- **Exercise objective**: Using the Jack Ramsay obituary, say whether each statement agrees with it. Answer yes or no for each, and quote the words from the text that decide it. (a) Ramsay's wife, Jean, died in 2010. (b) Ramsay earned his doctorate from Saint Joseph's. (c) Ramsay took the Hawks to the Final Four in 1965.

Jack Ramsay, a Hall of Fame coach who led the Portland Trail Blazers to the 1977 NBA championship before he became one of the NBA’s most respected broadcasters, died April 28 at home in Naples, Fla. He was 89.
ESPN, for whom he worked as a broadcaster for many years, announced the death. The cause was cancer
Dr. Ramsay coached in the NBA for parts of 21 seasons before embarking on a second career as an NBA analyst. He was diagnosed with melanoma in 2004 and later battled growths and tumors that spread to his legs, lungs and brain. He later fought prostate cancer and most recently a marrow syndrome.
Despite health struggles, he never lost his affinity for fitness. Dr. Ramsay, who competed in at least 20 triathlons during his life, worked out regularly into his 80s, even as he battled the various forms of cancer that he was stricken with. He often spoke of his love of swimming in the Gulf of Mexico near his home in Naples or jogging in a pool or from wall to wall in his hotel room when he was traveling on NBA assignments.
Dr. Ramsay also spent years late in life caring for his wife, Jean, who was diagnosed in 2001 with Alzheimer’s disease. She died in 2010.
John Ramsay was born Feb. 21, 1925, in Philadelphia, where he enrolled at Saint Joseph’s in 1942, eventually becoming captain of the basketball team there for his senior season. He earned a doctorate in education from the University of Pennsylvania in 1949, explaining the “Dr. Jack” moniker that most players and fans simply knew him by.
Dr. Ramsay’s biggest impact on Hawk Hill would be when he started coaching his alma mater in 1955. He was wildly successful there, going 234-72 and taking the Hawks to the NCAA tournament seven times, the Final Four in 1961 and to a No. 1 preseason ranking by Sports Illustrated in 1965. In 2009, St. Joseph’s named its new basketball facility the Ramsay Basketball Center.
He was a founding father of sorts for the growth of “Big 5” basketball, which is what the annual series between Philadelphia-area schools Saint Joseph’s, La Salle, Penn, Villanova and Temple was dubbed.

- **Extracted entries**:
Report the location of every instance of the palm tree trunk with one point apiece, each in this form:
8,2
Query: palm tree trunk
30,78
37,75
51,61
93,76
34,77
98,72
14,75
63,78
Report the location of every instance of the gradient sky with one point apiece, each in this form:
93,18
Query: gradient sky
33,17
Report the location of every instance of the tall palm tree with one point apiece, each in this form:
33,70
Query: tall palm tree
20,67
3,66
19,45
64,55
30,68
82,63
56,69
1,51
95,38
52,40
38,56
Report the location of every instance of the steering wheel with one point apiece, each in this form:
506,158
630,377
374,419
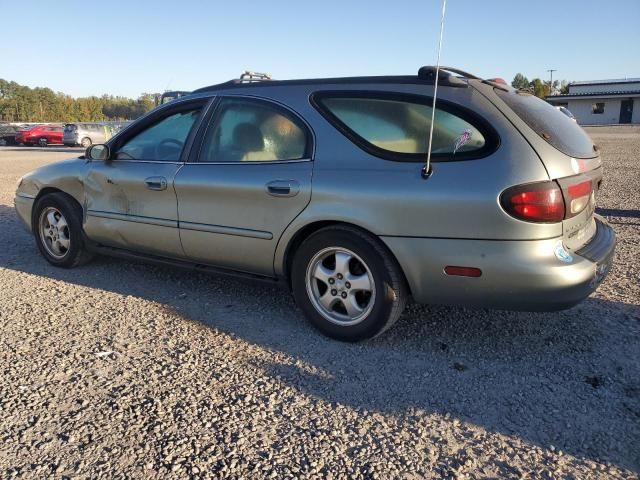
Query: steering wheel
164,153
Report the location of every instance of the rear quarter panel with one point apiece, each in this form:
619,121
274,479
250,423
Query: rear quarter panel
388,198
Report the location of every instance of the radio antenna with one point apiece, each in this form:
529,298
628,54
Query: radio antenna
426,169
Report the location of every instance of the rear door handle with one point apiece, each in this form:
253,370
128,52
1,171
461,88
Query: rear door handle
156,183
283,188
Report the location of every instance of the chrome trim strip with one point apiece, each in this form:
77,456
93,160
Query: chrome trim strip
25,195
255,162
161,222
240,232
120,160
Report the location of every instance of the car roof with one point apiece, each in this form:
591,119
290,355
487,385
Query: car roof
425,76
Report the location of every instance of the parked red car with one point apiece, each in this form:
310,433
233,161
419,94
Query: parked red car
42,135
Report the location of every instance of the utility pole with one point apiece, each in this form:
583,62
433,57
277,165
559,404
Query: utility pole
551,70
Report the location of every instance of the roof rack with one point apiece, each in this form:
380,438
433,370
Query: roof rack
247,76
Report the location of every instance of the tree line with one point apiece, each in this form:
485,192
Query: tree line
19,103
539,87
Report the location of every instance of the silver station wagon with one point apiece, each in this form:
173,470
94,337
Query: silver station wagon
320,185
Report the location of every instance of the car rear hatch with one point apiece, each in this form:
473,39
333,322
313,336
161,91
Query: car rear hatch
70,130
566,151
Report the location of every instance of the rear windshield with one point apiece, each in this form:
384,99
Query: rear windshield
552,125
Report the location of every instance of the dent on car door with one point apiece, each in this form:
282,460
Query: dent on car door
252,178
130,200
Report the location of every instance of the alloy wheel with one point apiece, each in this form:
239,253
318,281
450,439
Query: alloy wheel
54,232
340,286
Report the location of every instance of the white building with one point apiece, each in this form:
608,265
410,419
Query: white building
602,102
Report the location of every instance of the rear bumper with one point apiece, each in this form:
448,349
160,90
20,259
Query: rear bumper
516,275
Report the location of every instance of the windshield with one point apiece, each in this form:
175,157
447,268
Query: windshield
552,125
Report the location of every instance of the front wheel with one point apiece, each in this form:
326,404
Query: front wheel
57,229
347,284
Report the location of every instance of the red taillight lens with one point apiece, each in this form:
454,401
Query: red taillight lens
535,202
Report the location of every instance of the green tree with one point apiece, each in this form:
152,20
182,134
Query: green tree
520,82
21,103
539,88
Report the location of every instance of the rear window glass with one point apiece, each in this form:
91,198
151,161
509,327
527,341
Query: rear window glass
552,125
396,127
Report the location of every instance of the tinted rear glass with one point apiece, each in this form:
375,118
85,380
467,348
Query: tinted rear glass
551,124
396,126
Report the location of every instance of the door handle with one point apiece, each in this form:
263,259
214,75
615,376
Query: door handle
283,188
156,183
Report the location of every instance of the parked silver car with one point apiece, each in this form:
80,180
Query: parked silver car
319,185
85,134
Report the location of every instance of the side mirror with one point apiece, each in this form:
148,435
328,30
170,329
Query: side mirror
98,151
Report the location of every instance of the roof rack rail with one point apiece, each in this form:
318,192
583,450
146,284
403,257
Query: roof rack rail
445,76
247,76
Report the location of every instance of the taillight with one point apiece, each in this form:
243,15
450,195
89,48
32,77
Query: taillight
578,197
534,202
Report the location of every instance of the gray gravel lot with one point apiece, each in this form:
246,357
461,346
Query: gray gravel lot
212,377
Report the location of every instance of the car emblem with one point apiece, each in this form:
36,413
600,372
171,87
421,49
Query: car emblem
561,253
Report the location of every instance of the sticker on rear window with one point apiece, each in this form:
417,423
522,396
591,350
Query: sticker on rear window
561,253
464,137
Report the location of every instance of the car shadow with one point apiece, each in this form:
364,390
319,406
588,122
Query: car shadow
618,212
551,379
47,149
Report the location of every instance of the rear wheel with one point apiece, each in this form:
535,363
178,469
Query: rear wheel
347,284
57,227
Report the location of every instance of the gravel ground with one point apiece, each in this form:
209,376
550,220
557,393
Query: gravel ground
123,370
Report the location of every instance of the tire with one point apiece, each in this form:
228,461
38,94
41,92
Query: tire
376,295
67,229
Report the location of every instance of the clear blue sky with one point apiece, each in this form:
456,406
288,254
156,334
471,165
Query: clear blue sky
125,48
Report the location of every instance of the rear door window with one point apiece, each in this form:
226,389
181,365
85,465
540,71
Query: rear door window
549,123
251,130
396,126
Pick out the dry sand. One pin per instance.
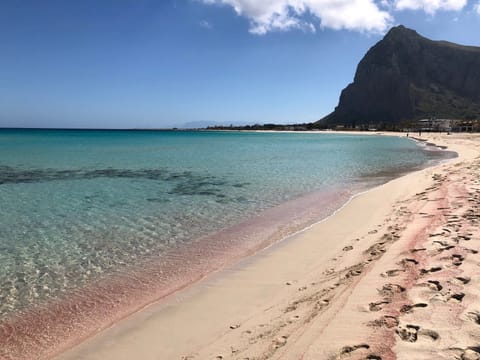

- **Written solution**:
(a) Yes: "She died in 2010."
(b) No: "He earned a doctorate in education from the University of Pennsylvania in 1949"
(c) No: "the Final Four in 1961"